* [Trecho]:
-----
Louquética

Incontinência verbal

terça-feira, 2 de abril de 2024

O interior do mundo interior


 

Na faixa de maturidade psíquica que alguns de nós se encontra, já é possível admitir e aceitar que sempre conviveremos com a falta.

Também já fiquei indignada pensando em gente que tem tudo, tipo os tantos cantores de que a gente teve notícia de cometer suicídio.

Se esse povo com inteligência, dinheiro, talento, beleza e fama, não aguenta o peso de existir, ficamos cá, do outro lado da realidade, imaginando ‘se eu estivesse no lugar dele, com tudo que ele tem, seria muito feliz’. E também imaginamos por que mesmo tendo tanto, porque eu sequer mencionei a juventude, ainda assim as pessoas vivem numa infelicidade explícita, correm para vícios, morrem cedo – Kurt Cobain; Chriss Cornell, Amy Winehouse, dentre outros.

Igualmente, quando vejo mulheres bonitas, jovens, ricas e poderosas bradando a traição sofrida, vejo que na vida real estão todos sujeitos aos mesmos destinos, comuns à humanidade.

Também penso, quando nas minhas dores, como seria bom haver remédio para esse tanto de capivara psíquica.

Minha amiga foi pedir ao analista um jeitinho de se envolver com um homem, mas sem se apaixonar. Ele disse que isso não é possível, porque não há escolhas. Pode ocorrer paixão ou não ocorrer. Zero garantias.
-----
(Registros retirados de uma coleção)
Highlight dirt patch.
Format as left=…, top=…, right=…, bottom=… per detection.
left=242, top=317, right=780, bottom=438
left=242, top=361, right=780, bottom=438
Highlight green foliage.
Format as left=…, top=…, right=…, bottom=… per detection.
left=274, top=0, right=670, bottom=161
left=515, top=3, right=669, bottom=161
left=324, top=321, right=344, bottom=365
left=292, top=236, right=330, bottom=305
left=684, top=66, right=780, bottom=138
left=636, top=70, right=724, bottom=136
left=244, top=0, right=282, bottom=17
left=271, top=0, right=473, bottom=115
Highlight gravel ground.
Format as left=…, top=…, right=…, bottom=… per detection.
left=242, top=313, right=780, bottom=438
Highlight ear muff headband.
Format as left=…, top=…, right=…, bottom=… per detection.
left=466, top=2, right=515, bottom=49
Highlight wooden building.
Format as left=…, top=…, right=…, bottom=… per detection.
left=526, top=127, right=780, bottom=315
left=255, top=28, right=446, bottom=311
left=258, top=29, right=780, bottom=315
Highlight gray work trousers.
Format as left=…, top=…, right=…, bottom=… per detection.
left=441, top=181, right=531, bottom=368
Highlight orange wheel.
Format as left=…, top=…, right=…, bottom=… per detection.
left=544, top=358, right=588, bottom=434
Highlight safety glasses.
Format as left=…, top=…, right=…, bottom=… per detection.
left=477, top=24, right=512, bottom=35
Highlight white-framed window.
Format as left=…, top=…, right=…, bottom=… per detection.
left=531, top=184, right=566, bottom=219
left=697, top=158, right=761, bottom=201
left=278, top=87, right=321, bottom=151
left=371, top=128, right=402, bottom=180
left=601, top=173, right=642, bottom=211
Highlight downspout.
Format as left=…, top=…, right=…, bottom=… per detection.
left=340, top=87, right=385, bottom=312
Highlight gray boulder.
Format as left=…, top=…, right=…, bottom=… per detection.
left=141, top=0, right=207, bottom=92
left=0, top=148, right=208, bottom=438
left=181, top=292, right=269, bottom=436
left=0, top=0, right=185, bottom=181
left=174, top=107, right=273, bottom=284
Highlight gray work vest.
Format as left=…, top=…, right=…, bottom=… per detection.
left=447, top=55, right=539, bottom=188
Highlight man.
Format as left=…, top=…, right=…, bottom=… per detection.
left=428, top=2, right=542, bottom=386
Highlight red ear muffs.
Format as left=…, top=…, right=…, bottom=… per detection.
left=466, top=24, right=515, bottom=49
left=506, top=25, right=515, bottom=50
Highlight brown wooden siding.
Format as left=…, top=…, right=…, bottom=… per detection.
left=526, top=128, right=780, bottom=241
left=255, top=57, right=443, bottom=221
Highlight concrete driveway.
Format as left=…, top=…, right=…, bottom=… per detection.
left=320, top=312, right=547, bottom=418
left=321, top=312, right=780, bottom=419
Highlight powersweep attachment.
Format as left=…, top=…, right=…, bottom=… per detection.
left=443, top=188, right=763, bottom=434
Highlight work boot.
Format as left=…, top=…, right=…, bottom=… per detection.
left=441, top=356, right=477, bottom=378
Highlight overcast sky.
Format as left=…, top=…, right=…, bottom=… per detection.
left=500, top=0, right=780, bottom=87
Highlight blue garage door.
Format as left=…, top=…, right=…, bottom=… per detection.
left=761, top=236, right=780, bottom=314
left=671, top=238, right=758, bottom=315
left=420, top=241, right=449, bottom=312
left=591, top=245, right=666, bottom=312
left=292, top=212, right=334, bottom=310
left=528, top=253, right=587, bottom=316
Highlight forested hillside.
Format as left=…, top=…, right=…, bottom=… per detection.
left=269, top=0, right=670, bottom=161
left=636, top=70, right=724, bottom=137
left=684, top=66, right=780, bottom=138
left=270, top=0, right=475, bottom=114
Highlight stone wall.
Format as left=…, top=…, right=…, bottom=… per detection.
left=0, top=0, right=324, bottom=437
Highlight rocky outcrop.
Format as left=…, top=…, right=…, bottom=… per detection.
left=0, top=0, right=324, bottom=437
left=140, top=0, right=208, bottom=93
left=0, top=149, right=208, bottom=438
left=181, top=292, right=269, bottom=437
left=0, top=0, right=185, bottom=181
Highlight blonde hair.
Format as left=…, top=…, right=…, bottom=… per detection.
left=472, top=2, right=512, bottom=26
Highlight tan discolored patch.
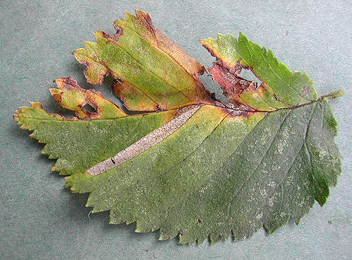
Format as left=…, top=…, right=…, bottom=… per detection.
left=86, top=105, right=201, bottom=176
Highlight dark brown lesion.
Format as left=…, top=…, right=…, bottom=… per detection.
left=208, top=61, right=257, bottom=104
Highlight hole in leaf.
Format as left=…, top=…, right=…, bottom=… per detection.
left=82, top=104, right=96, bottom=113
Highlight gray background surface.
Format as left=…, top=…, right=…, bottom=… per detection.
left=0, top=0, right=352, bottom=259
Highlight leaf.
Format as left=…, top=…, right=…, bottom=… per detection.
left=73, top=11, right=212, bottom=111
left=15, top=11, right=343, bottom=243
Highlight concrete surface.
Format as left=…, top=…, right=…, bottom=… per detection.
left=0, top=0, right=352, bottom=259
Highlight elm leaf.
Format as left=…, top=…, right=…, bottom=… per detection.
left=14, top=11, right=343, bottom=244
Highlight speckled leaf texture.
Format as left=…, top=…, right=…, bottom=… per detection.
left=15, top=11, right=343, bottom=244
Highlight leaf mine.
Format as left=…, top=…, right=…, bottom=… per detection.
left=14, top=10, right=343, bottom=244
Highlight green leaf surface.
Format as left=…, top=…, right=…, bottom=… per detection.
left=15, top=11, right=342, bottom=244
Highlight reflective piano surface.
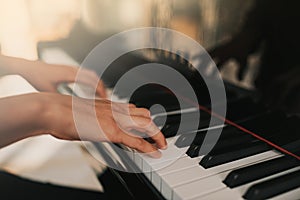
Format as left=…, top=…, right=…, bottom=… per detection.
left=52, top=48, right=300, bottom=200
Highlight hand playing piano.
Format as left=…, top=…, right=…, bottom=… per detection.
left=0, top=93, right=167, bottom=158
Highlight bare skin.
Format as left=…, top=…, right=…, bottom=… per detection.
left=0, top=54, right=167, bottom=158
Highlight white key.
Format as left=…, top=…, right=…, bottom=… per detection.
left=192, top=188, right=244, bottom=200
left=151, top=155, right=201, bottom=191
left=232, top=167, right=300, bottom=196
left=272, top=188, right=300, bottom=200
left=186, top=161, right=300, bottom=199
left=170, top=151, right=281, bottom=199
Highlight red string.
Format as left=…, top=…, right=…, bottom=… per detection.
left=182, top=94, right=300, bottom=160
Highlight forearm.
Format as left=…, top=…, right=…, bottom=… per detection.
left=0, top=54, right=34, bottom=76
left=0, top=94, right=43, bottom=148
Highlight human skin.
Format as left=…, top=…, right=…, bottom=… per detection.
left=0, top=56, right=167, bottom=157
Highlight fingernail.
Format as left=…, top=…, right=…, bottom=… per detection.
left=149, top=150, right=161, bottom=158
left=160, top=145, right=168, bottom=150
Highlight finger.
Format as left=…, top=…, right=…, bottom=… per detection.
left=120, top=132, right=161, bottom=158
left=131, top=116, right=167, bottom=149
left=129, top=107, right=151, bottom=118
left=111, top=102, right=136, bottom=115
left=238, top=59, right=247, bottom=81
left=96, top=80, right=107, bottom=98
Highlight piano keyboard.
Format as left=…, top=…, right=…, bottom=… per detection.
left=68, top=83, right=300, bottom=200
left=47, top=48, right=300, bottom=200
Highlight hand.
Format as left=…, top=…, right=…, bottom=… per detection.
left=18, top=61, right=107, bottom=98
left=39, top=93, right=167, bottom=157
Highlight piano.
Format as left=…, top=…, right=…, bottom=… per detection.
left=56, top=49, right=300, bottom=200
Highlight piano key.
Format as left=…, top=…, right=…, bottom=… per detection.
left=154, top=110, right=211, bottom=126
left=134, top=137, right=187, bottom=171
left=161, top=119, right=223, bottom=137
left=161, top=151, right=280, bottom=199
left=199, top=141, right=271, bottom=168
left=243, top=168, right=300, bottom=199
left=223, top=152, right=300, bottom=188
left=151, top=156, right=201, bottom=190
left=175, top=126, right=242, bottom=147
left=272, top=188, right=300, bottom=200
left=173, top=161, right=298, bottom=200
left=191, top=188, right=244, bottom=200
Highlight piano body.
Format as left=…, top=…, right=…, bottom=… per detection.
left=34, top=1, right=300, bottom=200
left=55, top=49, right=300, bottom=200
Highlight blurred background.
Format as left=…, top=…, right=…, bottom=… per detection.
left=0, top=0, right=257, bottom=88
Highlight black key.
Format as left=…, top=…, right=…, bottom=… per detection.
left=153, top=111, right=211, bottom=126
left=199, top=140, right=271, bottom=168
left=243, top=170, right=300, bottom=199
left=175, top=126, right=248, bottom=148
left=161, top=119, right=222, bottom=137
left=223, top=152, right=300, bottom=188
left=186, top=144, right=201, bottom=158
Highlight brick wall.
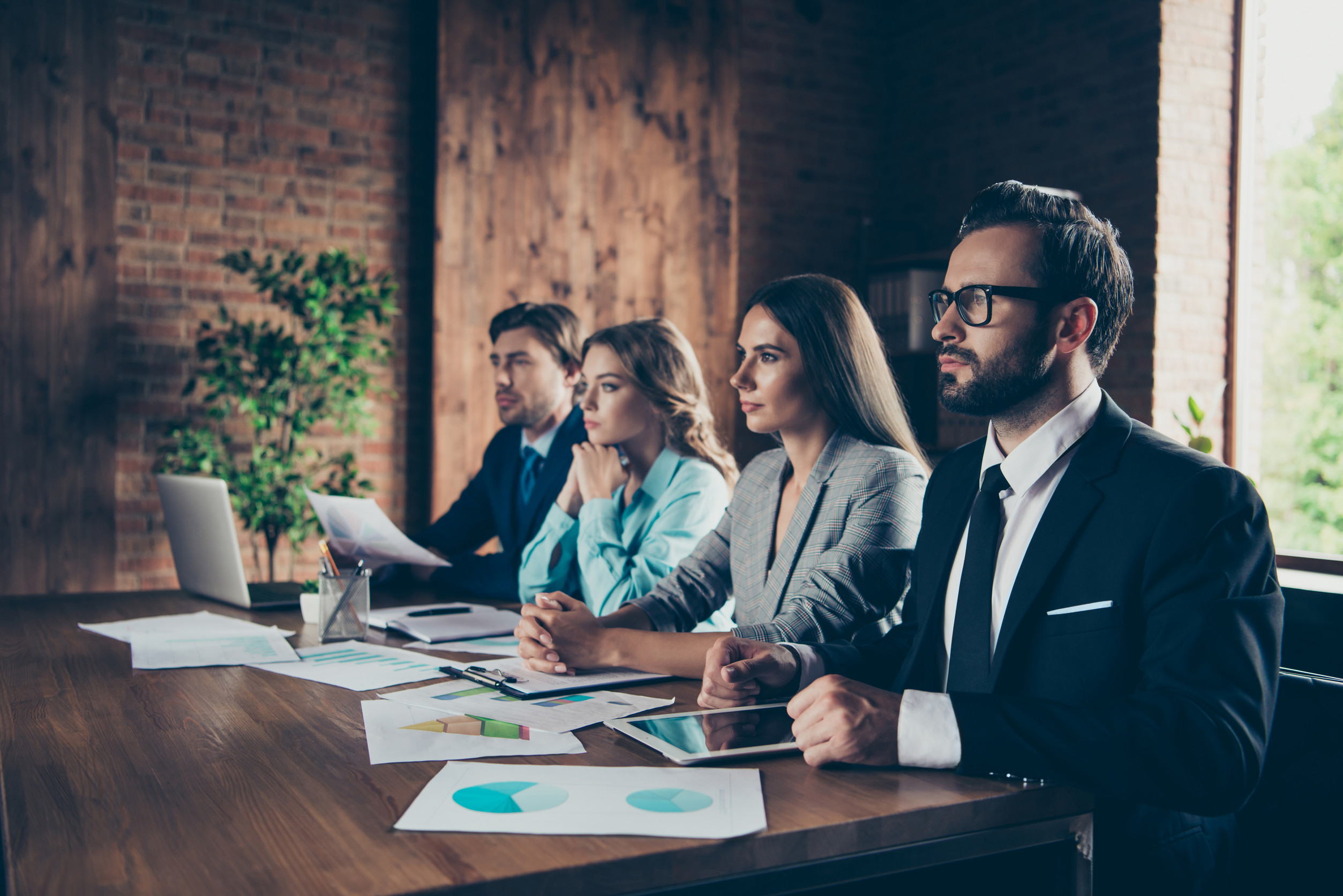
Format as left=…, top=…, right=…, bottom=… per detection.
left=1151, top=0, right=1235, bottom=457
left=739, top=0, right=885, bottom=298
left=114, top=0, right=419, bottom=589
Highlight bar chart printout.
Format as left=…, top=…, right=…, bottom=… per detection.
left=247, top=641, right=443, bottom=690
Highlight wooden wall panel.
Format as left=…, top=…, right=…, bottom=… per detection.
left=432, top=0, right=739, bottom=516
left=0, top=0, right=117, bottom=594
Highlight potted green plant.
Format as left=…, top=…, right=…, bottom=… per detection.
left=1171, top=395, right=1213, bottom=454
left=156, top=249, right=397, bottom=582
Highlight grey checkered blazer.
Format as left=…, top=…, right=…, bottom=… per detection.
left=631, top=431, right=927, bottom=642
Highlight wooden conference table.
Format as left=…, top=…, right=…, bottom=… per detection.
left=0, top=591, right=1092, bottom=896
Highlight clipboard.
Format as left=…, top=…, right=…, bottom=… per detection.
left=439, top=657, right=676, bottom=700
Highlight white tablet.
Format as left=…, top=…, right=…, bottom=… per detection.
left=606, top=703, right=798, bottom=766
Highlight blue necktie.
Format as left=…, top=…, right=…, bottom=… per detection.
left=947, top=465, right=1009, bottom=693
left=517, top=446, right=545, bottom=510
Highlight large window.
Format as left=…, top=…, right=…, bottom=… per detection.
left=1233, top=0, right=1343, bottom=555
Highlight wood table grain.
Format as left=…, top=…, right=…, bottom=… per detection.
left=0, top=591, right=1092, bottom=896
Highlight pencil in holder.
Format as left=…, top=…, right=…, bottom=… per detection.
left=317, top=569, right=372, bottom=643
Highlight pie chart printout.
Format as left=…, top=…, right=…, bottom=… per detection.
left=625, top=787, right=713, bottom=811
left=453, top=780, right=569, bottom=814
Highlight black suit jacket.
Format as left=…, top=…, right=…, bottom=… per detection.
left=815, top=395, right=1282, bottom=892
left=415, top=407, right=587, bottom=600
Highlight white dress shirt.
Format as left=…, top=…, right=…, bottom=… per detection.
left=517, top=418, right=564, bottom=460
left=794, top=380, right=1102, bottom=769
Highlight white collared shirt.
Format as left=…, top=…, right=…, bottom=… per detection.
left=799, top=380, right=1102, bottom=769
left=517, top=418, right=564, bottom=460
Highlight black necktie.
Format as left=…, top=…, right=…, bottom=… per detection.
left=947, top=465, right=1009, bottom=693
left=517, top=445, right=544, bottom=513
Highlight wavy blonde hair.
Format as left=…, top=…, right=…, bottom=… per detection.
left=583, top=317, right=737, bottom=486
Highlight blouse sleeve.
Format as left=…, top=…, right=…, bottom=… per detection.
left=630, top=489, right=740, bottom=631
left=577, top=470, right=728, bottom=615
left=517, top=504, right=579, bottom=603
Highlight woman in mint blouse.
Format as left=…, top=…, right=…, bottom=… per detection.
left=519, top=318, right=737, bottom=624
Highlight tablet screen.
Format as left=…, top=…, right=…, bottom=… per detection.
left=630, top=706, right=792, bottom=754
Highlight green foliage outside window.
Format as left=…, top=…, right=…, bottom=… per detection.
left=1263, top=78, right=1343, bottom=553
left=157, top=249, right=397, bottom=582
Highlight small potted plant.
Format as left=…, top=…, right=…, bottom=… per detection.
left=157, top=249, right=397, bottom=582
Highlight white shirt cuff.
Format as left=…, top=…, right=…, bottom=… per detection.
left=787, top=641, right=826, bottom=690
left=896, top=690, right=961, bottom=769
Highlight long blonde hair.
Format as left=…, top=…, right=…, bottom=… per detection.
left=583, top=317, right=737, bottom=486
left=745, top=274, right=931, bottom=470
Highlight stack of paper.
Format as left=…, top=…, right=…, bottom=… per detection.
left=395, top=762, right=766, bottom=838
left=379, top=680, right=676, bottom=732
left=360, top=700, right=587, bottom=766
left=79, top=610, right=298, bottom=669
left=402, top=635, right=517, bottom=657
left=247, top=641, right=443, bottom=690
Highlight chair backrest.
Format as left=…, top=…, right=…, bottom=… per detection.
left=1234, top=669, right=1343, bottom=896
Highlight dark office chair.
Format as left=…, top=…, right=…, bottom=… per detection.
left=1234, top=669, right=1343, bottom=896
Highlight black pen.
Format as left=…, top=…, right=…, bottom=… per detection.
left=439, top=666, right=517, bottom=688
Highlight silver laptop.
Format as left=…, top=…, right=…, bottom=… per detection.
left=154, top=474, right=304, bottom=607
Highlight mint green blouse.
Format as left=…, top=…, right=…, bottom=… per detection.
left=519, top=449, right=731, bottom=615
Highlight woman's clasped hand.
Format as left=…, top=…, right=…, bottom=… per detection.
left=513, top=591, right=619, bottom=674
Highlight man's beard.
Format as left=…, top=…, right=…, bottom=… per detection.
left=500, top=392, right=554, bottom=428
left=937, top=327, right=1052, bottom=417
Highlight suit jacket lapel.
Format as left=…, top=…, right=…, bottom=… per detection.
left=898, top=467, right=983, bottom=690
left=988, top=395, right=1134, bottom=688
left=500, top=435, right=524, bottom=551
left=732, top=457, right=789, bottom=609
left=766, top=430, right=851, bottom=613
left=988, top=472, right=1102, bottom=690
left=514, top=407, right=587, bottom=540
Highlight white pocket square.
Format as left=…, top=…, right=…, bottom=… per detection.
left=1045, top=600, right=1115, bottom=616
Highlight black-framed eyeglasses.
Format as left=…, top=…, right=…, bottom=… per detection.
left=928, top=283, right=1077, bottom=327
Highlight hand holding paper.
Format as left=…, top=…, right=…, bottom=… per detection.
left=305, top=489, right=453, bottom=567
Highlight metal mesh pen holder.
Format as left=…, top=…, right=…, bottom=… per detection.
left=317, top=569, right=372, bottom=643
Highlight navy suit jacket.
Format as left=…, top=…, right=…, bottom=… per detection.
left=415, top=405, right=587, bottom=602
left=814, top=395, right=1282, bottom=892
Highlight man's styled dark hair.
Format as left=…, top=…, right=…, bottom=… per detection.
left=956, top=180, right=1134, bottom=376
left=490, top=302, right=587, bottom=370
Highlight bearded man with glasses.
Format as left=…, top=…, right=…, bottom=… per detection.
left=700, top=182, right=1282, bottom=896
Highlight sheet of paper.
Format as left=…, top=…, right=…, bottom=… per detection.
left=402, top=635, right=517, bottom=657
left=247, top=641, right=443, bottom=690
left=304, top=489, right=453, bottom=567
left=79, top=610, right=294, bottom=643
left=368, top=602, right=494, bottom=629
left=130, top=630, right=298, bottom=669
left=379, top=680, right=676, bottom=732
left=395, top=762, right=766, bottom=840
left=445, top=657, right=672, bottom=693
left=360, top=700, right=587, bottom=766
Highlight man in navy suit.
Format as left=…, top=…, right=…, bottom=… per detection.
left=411, top=302, right=587, bottom=600
left=700, top=182, right=1282, bottom=896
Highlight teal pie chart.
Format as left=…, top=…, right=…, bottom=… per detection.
left=453, top=780, right=569, bottom=814
left=625, top=787, right=713, bottom=811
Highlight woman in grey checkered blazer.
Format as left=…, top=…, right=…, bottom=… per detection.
left=517, top=274, right=928, bottom=677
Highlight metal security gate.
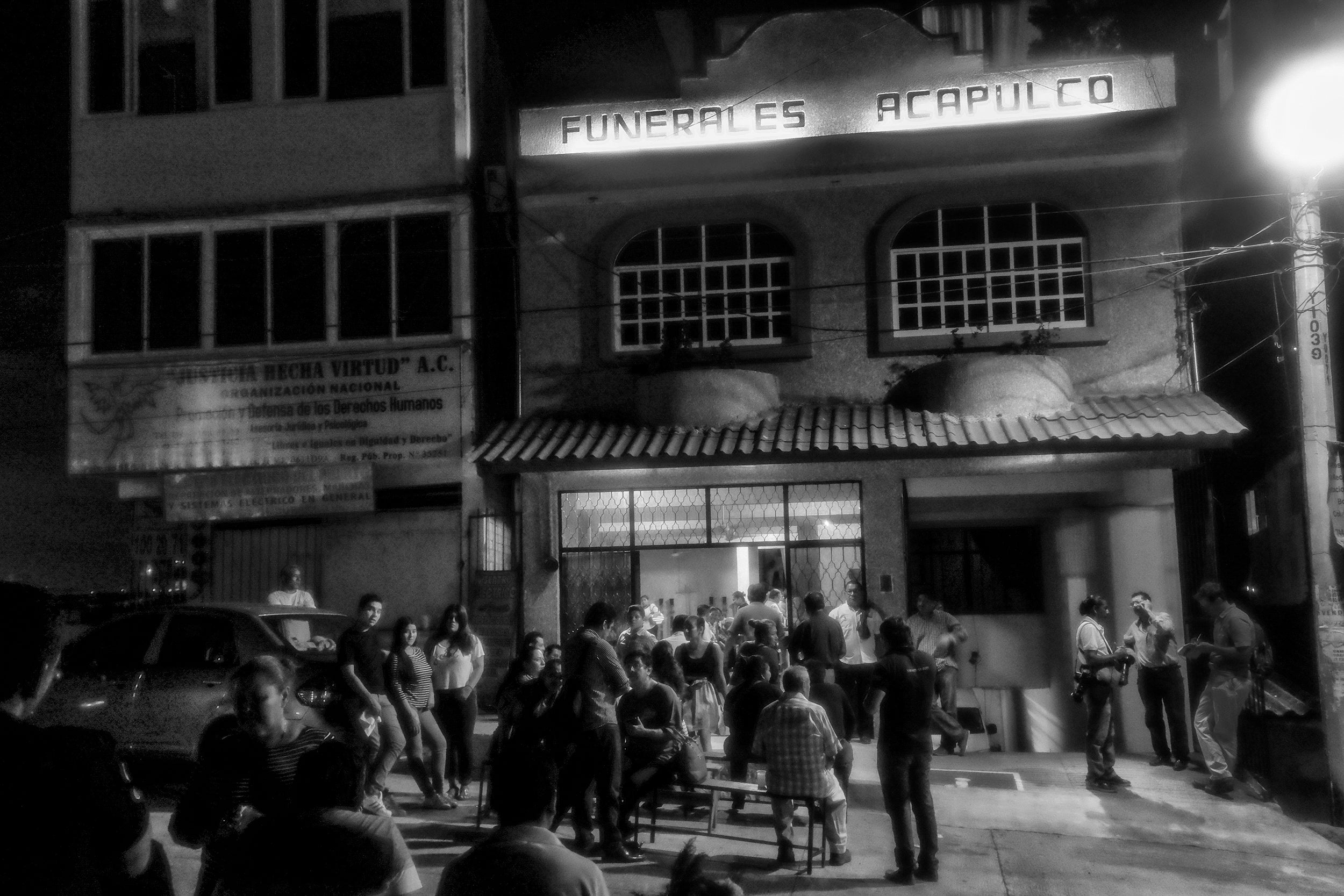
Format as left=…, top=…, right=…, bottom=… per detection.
left=209, top=520, right=323, bottom=603
left=468, top=513, right=523, bottom=707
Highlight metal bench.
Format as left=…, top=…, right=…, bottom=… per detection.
left=634, top=778, right=827, bottom=875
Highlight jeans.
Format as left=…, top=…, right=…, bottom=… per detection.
left=933, top=666, right=965, bottom=752
left=836, top=662, right=878, bottom=737
left=434, top=688, right=476, bottom=786
left=878, top=750, right=938, bottom=869
left=551, top=726, right=621, bottom=845
left=1195, top=669, right=1252, bottom=779
left=620, top=762, right=676, bottom=840
left=347, top=693, right=406, bottom=795
left=1139, top=664, right=1190, bottom=761
left=1083, top=683, right=1116, bottom=780
left=770, top=769, right=849, bottom=853
left=397, top=705, right=448, bottom=797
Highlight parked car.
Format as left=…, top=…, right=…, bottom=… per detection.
left=32, top=603, right=354, bottom=756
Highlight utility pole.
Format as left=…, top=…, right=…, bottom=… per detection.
left=1289, top=175, right=1344, bottom=816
-----
* [Tarefa]:
Responda com base no trecho sobre o mundo interior:
1. Em que data o trecho foi publicado?
2. O que a amiga da autora foi pedir ao analista?
3. Segundo o analista, por que isso não é possível?
Os registros são material à parte, sem relação com o trecho.

* [Resposta esperada]:
1. Terça-feira, 2 de abril de 2024.
2. Um jeitinho de se envolver com um homem, mas sem se apaixonar.
3. Porque não há escolhas.